┌─ GIVEN PASSAGE

[PATCH] D23599: [ThinLTO] Add caching to the new LTO API

Sat Aug 20 06:52:34 PDT 2016

tejohnson added a comment.

I had a bit of trouble following the flow, so I added in some suggestions for more comments and some assertion checking. Also, I think I found a couple of errors, see below. Once you have a fixed patch uploaded I will give it a try with gold-plugin.

================
Comment at: include/llvm/LTO/Caching.h:31
@@ +30,3 @@
+  SmallString<128> EntryPath;    ///< Path to this entry in the cache.
+  SmallString<128> TempFilename; ///< Path to an optional temporary file.
+  /// User supplied callback.
----------------
Is it really optional? It seems like we should always have a TempFilename if we tried to write to the cache via getStream(). Maybe: "Path to temporary file used to buffer output that will be written to a cache entry when this object is destroyed."

================
Comment at: include/llvm/LTO/Caching.h:32
@@ +31,3 @@
+  SmallString<128> TempFilename; ///< Path to an optional temporary file.
+  /// User supplied callback.
+  AddBufferFn AddBuffer;
----------------
Needs better description. E.g. "User-supplied callback to write the buffer loaded from cache into the native output object."

================
Comment at: include/llvm/LTO/Caching.h:49
@@ +48,3 @@
+
+  // Try loading from a possible cache first, return true on cache hit.
+  bool tryLoadFromCache(StringRef Key) override;
----------------
"return true and set EntryPath on cache hit."

└─

_DIRECTIVE 1_: Print the portion of the code review that begins with "[PATCH] D23599: [ThinLTO]" and continues through "in the cache.".

┌─ MATERIAL FOR THIS TASK

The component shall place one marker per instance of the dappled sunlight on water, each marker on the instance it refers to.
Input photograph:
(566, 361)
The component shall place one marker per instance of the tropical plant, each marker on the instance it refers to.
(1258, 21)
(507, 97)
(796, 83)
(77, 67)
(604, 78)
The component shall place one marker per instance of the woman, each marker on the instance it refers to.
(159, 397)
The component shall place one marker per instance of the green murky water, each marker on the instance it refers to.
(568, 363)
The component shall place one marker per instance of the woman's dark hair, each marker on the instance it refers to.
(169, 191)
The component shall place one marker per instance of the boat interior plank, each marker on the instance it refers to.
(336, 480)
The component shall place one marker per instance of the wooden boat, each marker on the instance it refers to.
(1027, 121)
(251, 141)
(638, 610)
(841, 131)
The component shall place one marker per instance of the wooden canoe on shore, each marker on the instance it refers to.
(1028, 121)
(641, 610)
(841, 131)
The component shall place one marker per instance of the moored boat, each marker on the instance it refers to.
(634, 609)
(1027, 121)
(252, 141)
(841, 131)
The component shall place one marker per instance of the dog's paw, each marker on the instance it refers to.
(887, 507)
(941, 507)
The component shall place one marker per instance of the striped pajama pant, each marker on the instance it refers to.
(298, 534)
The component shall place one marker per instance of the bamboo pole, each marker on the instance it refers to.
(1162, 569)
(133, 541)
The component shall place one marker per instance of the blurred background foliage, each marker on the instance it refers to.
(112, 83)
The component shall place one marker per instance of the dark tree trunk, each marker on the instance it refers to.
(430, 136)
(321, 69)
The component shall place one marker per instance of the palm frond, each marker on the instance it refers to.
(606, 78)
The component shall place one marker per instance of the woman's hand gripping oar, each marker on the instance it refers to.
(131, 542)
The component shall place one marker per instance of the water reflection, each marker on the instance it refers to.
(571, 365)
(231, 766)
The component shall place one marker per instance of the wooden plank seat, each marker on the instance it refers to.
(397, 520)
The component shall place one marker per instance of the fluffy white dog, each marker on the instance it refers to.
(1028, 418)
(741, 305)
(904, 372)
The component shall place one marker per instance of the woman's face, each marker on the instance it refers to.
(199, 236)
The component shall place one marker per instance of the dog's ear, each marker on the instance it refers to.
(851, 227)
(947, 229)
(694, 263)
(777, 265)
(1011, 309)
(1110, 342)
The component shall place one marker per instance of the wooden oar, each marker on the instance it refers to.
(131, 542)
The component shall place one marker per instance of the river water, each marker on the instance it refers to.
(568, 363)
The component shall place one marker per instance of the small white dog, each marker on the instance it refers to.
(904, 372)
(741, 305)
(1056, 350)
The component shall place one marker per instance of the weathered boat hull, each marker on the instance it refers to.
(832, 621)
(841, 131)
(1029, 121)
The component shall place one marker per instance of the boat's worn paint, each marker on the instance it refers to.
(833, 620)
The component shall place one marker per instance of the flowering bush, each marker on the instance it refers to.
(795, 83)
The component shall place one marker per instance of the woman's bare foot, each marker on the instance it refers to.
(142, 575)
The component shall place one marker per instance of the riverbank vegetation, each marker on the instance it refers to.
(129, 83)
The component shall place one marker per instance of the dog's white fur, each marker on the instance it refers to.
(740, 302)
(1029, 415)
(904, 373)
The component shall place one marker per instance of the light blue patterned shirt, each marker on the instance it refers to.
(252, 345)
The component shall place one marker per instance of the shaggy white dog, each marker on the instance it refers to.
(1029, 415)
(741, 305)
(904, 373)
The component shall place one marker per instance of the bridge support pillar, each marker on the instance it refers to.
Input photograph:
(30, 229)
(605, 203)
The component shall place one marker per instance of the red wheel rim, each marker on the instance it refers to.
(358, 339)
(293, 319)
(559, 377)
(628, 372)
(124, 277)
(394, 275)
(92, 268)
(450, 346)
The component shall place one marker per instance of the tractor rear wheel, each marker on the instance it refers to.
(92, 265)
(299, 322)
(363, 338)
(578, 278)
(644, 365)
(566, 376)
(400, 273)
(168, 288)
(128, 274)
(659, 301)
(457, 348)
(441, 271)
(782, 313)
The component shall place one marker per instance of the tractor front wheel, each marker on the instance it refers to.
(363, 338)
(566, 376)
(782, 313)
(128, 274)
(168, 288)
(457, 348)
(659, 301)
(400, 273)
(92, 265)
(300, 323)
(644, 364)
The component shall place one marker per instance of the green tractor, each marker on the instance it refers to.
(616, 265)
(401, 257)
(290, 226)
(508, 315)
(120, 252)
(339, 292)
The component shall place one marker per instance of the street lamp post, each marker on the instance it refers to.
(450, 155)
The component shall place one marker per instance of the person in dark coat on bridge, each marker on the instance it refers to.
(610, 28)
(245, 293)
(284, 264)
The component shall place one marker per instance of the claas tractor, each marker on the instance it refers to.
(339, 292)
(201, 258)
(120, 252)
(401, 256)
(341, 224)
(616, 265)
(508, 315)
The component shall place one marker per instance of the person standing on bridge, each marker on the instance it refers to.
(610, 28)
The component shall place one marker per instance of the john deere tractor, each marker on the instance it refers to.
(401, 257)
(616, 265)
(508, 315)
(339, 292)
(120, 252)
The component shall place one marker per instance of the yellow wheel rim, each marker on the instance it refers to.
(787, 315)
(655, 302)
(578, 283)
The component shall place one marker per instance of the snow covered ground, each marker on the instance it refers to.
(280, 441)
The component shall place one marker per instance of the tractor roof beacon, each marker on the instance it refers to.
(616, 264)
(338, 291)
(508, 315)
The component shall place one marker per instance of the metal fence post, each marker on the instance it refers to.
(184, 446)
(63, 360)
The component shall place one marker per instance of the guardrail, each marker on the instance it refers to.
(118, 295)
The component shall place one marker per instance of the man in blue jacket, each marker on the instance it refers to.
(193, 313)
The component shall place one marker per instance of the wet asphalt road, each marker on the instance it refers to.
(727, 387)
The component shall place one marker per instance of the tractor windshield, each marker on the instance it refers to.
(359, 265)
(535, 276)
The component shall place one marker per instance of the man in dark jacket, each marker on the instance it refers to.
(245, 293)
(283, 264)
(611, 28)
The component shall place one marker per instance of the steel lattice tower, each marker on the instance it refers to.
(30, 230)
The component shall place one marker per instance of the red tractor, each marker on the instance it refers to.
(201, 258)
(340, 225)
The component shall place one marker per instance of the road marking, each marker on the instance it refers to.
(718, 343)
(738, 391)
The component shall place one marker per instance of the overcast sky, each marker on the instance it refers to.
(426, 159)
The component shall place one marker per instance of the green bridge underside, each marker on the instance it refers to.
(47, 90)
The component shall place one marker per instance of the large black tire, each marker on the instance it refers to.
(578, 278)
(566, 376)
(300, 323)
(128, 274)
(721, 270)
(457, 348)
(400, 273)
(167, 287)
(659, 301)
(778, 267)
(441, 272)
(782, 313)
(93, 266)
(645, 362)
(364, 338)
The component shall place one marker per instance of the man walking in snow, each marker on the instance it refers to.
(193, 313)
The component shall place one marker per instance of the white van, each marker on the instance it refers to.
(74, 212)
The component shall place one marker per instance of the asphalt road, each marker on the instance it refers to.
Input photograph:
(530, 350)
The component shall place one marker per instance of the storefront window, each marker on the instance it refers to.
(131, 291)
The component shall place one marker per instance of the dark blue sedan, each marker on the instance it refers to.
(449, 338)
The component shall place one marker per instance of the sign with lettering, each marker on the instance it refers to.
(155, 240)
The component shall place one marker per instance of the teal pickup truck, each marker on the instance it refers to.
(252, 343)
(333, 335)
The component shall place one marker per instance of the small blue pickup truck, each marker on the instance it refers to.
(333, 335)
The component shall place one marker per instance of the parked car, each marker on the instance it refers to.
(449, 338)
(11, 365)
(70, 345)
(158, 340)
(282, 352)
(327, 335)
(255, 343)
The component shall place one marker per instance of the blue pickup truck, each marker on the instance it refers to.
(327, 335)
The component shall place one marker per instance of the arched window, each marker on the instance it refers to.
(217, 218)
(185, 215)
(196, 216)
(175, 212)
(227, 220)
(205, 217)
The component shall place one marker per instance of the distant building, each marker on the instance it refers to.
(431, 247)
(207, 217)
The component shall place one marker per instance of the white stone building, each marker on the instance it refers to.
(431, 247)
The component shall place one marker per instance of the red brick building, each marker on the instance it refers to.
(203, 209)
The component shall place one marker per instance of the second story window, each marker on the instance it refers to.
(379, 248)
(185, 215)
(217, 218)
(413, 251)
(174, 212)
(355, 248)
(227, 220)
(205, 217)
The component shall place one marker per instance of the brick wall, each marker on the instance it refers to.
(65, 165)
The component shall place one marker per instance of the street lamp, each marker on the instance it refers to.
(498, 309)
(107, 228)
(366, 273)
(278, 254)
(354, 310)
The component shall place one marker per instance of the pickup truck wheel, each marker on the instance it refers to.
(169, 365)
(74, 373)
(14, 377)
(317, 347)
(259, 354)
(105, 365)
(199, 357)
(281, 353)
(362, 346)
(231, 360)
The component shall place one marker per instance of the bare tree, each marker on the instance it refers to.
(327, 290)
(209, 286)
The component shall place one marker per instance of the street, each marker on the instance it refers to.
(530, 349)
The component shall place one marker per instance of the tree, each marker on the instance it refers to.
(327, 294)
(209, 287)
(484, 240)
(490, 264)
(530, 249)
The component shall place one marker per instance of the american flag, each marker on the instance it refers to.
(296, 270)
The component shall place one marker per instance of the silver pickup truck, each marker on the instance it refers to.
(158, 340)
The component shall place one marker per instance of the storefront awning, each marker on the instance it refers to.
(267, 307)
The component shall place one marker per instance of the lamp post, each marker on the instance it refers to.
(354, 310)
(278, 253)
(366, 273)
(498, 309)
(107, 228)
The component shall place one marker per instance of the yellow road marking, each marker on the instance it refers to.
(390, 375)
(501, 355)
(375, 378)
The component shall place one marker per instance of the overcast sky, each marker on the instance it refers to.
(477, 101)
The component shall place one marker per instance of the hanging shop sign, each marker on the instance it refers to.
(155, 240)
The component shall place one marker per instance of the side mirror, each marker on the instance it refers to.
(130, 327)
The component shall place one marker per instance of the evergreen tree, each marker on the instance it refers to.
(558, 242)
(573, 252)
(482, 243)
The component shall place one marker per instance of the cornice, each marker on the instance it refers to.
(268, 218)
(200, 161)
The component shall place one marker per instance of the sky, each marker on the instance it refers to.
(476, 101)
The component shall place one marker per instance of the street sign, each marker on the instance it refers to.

└─

_DIRECTIVE 2_: Collect every line of the listing that contains the word "dark".

_CORRECT RESPONSE 1_:
[PATCH] D23599: [ThinLTO] Add caching to the new LTO API

Sat Aug 20 06:52:34 PDT 2016

tejohnson added a comment.

I had a bit of trouble following the flow, so I added in some suggestions for more comments and some assertion checking. Also, I think I found a couple of errors, see below. Once you have a fixed patch uploaded I will give it a try with gold-plugin.

================
Comment at: include/llvm/LTO/Caching.h:31
@@ +30,3 @@
+  SmallString<128> EntryPath;    ///< Path to this entry in the cache.

_CORRECT RESPONSE 2_:
The component shall place one marker per instance of the woman's dark hair, each marker on the instance it refers to.
The component shall place one marker per instance of the dark tree trunk, each marker on the instance it refers to.
The component shall place one marker per instance of the person in dark coat on bridge, each marker on the instance it refers to.
The component shall place one marker per instance of the man in dark jacket, each marker on the instance it refers to.
The component shall place one marker per instance of the dark blue sedan, each marker on the instance it refers to.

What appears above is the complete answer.